** begin Article **
Emerson (NYSE: EMR) today announced that net sales for the first quarter
ended December 31, 2013 increased 1 percent. Underlying sales grew 3
percent, as divestitures deducted 3 percent and acquisitions added 1
percent. Global market conditions reflected slowly improving business
investment with mixed demand among industries, as the U.S. grew 3
percent, Asia grew 10 percent, and Europe was flat. Strong emerging
market growth was led by a 14 percent increase in China.
"Growth was consistent with the modest pace of orders improvement we
have seen over the last quarter, which unfolded consistent with
expectations," said Chairman and Chief Executive Officer David N. Farr.
"Although uneven across markets, overall global demand reflects slowly
improving business confidence and macroeconomic momentum, particularly
in Europe. We continue to see encouraging progress on strategic growth
initiatives – especially in emerging markets – with promising
opportunities for further investment."
Profitability remained strong, with gains in gross profit and business
segment margin contributing to earnings per share of $0.65, an increase
of 5 percent from the prior year. Excluding $21 million in corporate
expense related to the previously announced Virgo and Enardo
acquisitions, earnings per share increased 8 percent to $0.67. Corporate
expense also reflected $30 million in pretax expense related to
accelerated charitable contributions, which resulted in tax benefits
sufficient to substantially offset the impact.
Operating cash flow of $691 million, up 8 percent, provided a solid
start to cash generation for the year. Capital deployment in the quarter
focused on strategic acquisitions, with $576 million invested in the
previously mentioned transactions, and the purchase of the minority
interest in Appleton Group for $574 million, which closed early in the
second quarter, for a total of $1.2 billion of acquisition spending year
to date.
** end Article **
## List of tasks
**A)** According to the Emerson first-quarter report, how much operating cash flow did the company generate, and by what percentage did it rise?
**B)** Extend the Emerson first-quarter report past its final sentence.
** begin Provided information **
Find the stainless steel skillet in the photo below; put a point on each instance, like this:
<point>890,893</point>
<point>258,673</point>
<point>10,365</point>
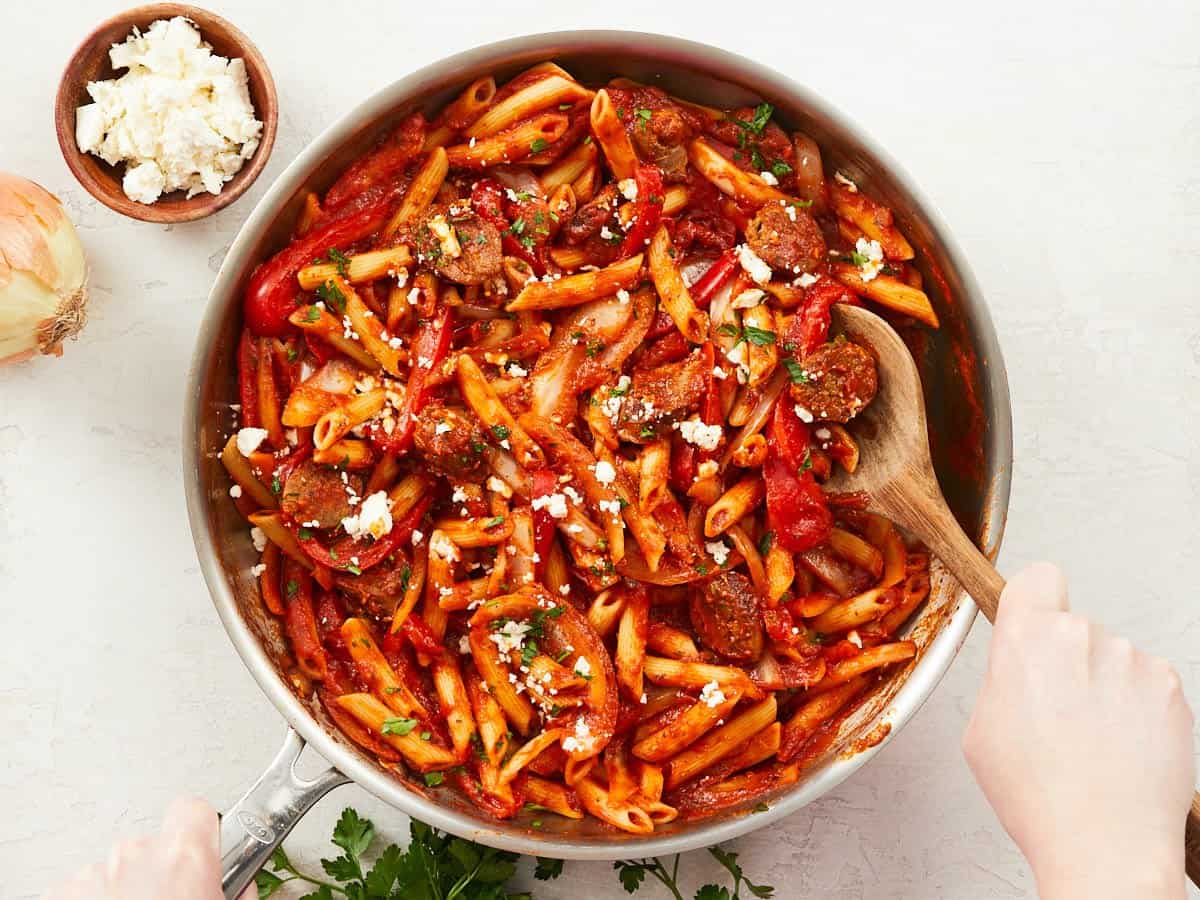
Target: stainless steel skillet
** end Provided information **
## Results by task
**A)** $691 million, up 8 percent.

**B)**
"We executed on several important portfolio management priorities in the
quarter, including closing the embedded computing and power divestiture,
strengthening Process Management through the Virgo and Enardo
acquisitions, and assuming full ownership of Appleton Group, previously
the EGS Electrical joint venture with SPX," Farr said. "These changes
support our ongoing efforts to enhance the underlying growth profile of
Emerson. We are already gaining traction with the strategic
opportunities to generate sales synergies with these businesses."
Business Segment Highlights
Process Management net sales grew 8 percent, supported by
continued strength in global energy and chemical markets. Underlying
sales increased 5 percent, led by near double-digit gains in the systems
and solutions business, with acquisitions contributing 3 percent. Growth
resumed in the U.S., with sales up 6 percent, and Asia increased 14
percent, led by robust growth in China across the segment. Strong
project execution in the North Sea region drove 3 percent growth in
Europe. Segment margin expanded 70 basis points to 18.3 percent. Process
automation markets continue to support elevated investment levels with a
robust project pipeline, particularly in North America.
Industrial Automation net sales increased 1 percent due to a 1
percent contribution from currency translation. Underlying sales were
unchanged from the prior year, with the U.S. flat, Asia up 9 percent,
and Europe down 5 percent, as recovery continued at a slow and uneven
pace for industrial goods. Growth in the fluid automation, motors and
drives, electrical distribution, and materials joining businesses was
offset by weak demand in power transmission markets. The power
generating alternators business was flat, reflecting stabilized but
still sluggish demand after protracted declines. Segment margin
decreased slightly to 14.1 percent. Global industrial goods markets are
expected to trend with the slowly recovering macroeconomic environment,
supporting a modest growth outlook.
Network Power net sales decreased 11 percent and underlying sales
grew 2 percent, which excludes a 12 percent deduction for the embedded
computing and power divestiture (closed at the end of November) and a 1
percent deduction for currency translation. Underlying sales in the U.S.
and Asia increased 2 percent and Europe was up slightly, led by robust
growth in global telecommunications infrastructure markets. Demand was
mixed for data center technologies, as strength in Europe was offset by
slow market conditions in Asia and the Americas. Segment margin declined
to 6.4 percent, primarily due to a one-time R&D credit in the prior
year. Market conditions are expected to be favorable in the near term,
supported by recovery in Europe and momentum in Asia.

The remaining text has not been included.